- _Selection_:

Research on geology, geophysics, and petrology of impact structures (meteorite impact craters)
A FIELD GUIDE TO THE AZUARA IMPACT STRUCTURE ] Route ] STOP 1 ] STOP 2 ] [ STOP 3 ] STOP 4 ] STOP 5 ] STOP 6 ] STOP 7 ] Stages of Crater ] References ]


STOP 3: Pelarda Fm. ejecta (near Fonfría)


The Pelarda Formation covers an area of roughly 12 x 2.5 km2. It has a thickness of in part more than 200 m and is located on top of a mountain chain which belongs to the highest ones in that region (Carls & Monninger 1974). The deposits unconformably overlie the Lower Tertiary, which we will first study near Fonfría. The Lower Tertiary is composed of conglomerates alternate with multicolored marls. The limestone cobbles are strongly deformed displaying striae, imprints and polish. The striae strike is more or less homogeneously SW - NE.

On the whole, the Pelarda Formation shows a stratification into three parts (Ernstson & Claudin 1990). The contacts between the lower, middle, and upper zones are gradual and not very clear. The lower zone contains clasts of Paleozoic pelitic rocks (slates and schists) and quartzites. The pelitic rocks are more abundant than the quartzites. The clasts are angular-shaped or subrounded, smaller than the clasts of the middle and upper zones, and embedded in a brownish muddy matrix.

- _Extracted data_:
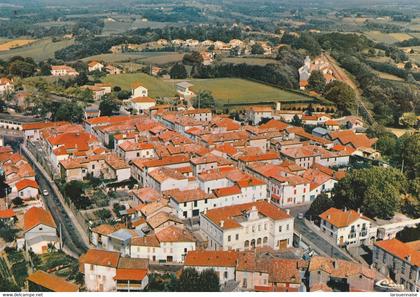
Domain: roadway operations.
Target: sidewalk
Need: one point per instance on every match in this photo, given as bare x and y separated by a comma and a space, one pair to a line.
81, 231
316, 230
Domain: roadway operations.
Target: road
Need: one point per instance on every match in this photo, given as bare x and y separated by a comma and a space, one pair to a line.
311, 238
70, 235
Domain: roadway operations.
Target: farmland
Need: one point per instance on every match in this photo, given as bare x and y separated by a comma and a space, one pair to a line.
159, 58
157, 87
225, 90
235, 90
39, 50
11, 44
387, 37
250, 61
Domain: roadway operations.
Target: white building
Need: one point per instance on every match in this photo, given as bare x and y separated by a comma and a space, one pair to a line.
138, 90
222, 262
170, 244
348, 227
40, 230
247, 226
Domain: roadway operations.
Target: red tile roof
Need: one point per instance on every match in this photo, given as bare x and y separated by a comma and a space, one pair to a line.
340, 218
7, 213
37, 216
52, 282
401, 250
100, 258
124, 274
25, 183
211, 258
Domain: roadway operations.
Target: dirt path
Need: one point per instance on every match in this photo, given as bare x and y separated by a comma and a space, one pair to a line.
342, 75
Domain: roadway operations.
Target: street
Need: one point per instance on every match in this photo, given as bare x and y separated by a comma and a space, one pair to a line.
70, 236
312, 238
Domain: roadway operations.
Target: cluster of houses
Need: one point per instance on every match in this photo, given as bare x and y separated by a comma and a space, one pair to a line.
213, 192
207, 47
318, 64
23, 203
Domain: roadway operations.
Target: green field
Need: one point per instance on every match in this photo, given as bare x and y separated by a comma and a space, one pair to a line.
157, 87
250, 61
142, 57
236, 90
39, 50
387, 37
225, 90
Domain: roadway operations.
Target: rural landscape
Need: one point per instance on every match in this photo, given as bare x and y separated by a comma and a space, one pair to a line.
210, 146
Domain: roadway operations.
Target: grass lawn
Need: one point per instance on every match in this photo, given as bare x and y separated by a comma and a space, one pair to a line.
250, 61
236, 90
225, 90
39, 50
157, 87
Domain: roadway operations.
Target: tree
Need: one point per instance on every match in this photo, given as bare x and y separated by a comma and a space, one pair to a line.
257, 49
296, 121
408, 65
376, 191
178, 71
316, 81
108, 106
341, 94
319, 205
17, 201
74, 191
209, 281
193, 58
189, 281
69, 111
408, 119
204, 99
22, 68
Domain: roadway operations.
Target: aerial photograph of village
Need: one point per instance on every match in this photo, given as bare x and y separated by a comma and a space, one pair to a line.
227, 146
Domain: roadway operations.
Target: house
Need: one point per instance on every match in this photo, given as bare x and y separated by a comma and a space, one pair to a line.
400, 261
6, 86
107, 271
113, 70
40, 281
347, 227
141, 104
169, 244
255, 114
188, 203
222, 262
63, 70
247, 226
39, 230
184, 90
340, 275
27, 188
95, 66
129, 150
7, 216
138, 90
254, 272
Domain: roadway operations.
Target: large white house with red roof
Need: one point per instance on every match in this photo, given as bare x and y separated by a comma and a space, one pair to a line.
247, 226
348, 227
40, 230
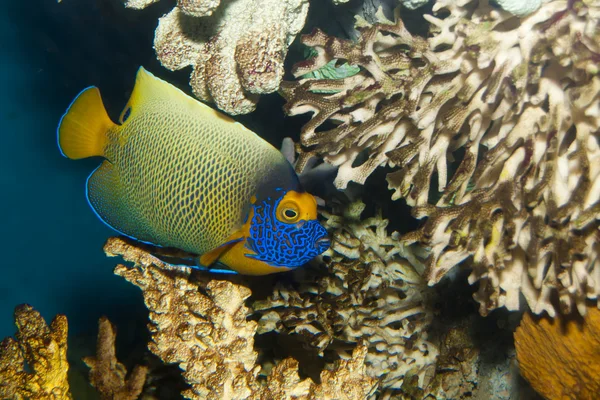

- _Requirements_:
A. Quote each line of the records that contains the word "roof".
B. Continue the Pelarda Formation passage past its final sentence.
The records are unrelated to the Pelarda Formation passage.

- _Solved tasks_:
A.
Target: red tile roof
Target: large white house with red roof

B.
The middle zone contains pelitic, quartzite, quite a few buntsandstein, and sporadically limestone (Jurassic?) clasts. The ratio quartzite/pelitic clasts is increased compared with that of the lower zone. The clasts are more rounded and heterometric. In this zone (where we will stop again), Buntsandstein megaclasts as large as 9 m in length are intercalated. Exposures show a matrix-supported texture. The matrix itself is predominantly sandy and in some parts only muddy. Frequently, Lower Tertiary multicoloured marls and red Buntsandstein sandstones are intermixed into the matrix. In outcrops, the red sandstones may give a characteristic colour to the deposit.

The upper zone shows a matrix-supported texture as well, with rounded and heterometric clasts of dominantly quartzites and pelitic rocks in a silty matrix. The ratio of pelitic rocks to quartzites is low. On the whole, the quartzite boulders are bigger than the slate, schist, and Buntsandstein clasts. Quartzite clasts up to the size of 2 m can be seen in the field. Frequently, oriented components can be observed with a convex surface in the base and a flat surface in the upper part.

Locally developed and only small-sized bedding planes including oriented slab-shaped clasts allowed the measurement of strike and dip. A predominantly southwest and northeast dip is observed.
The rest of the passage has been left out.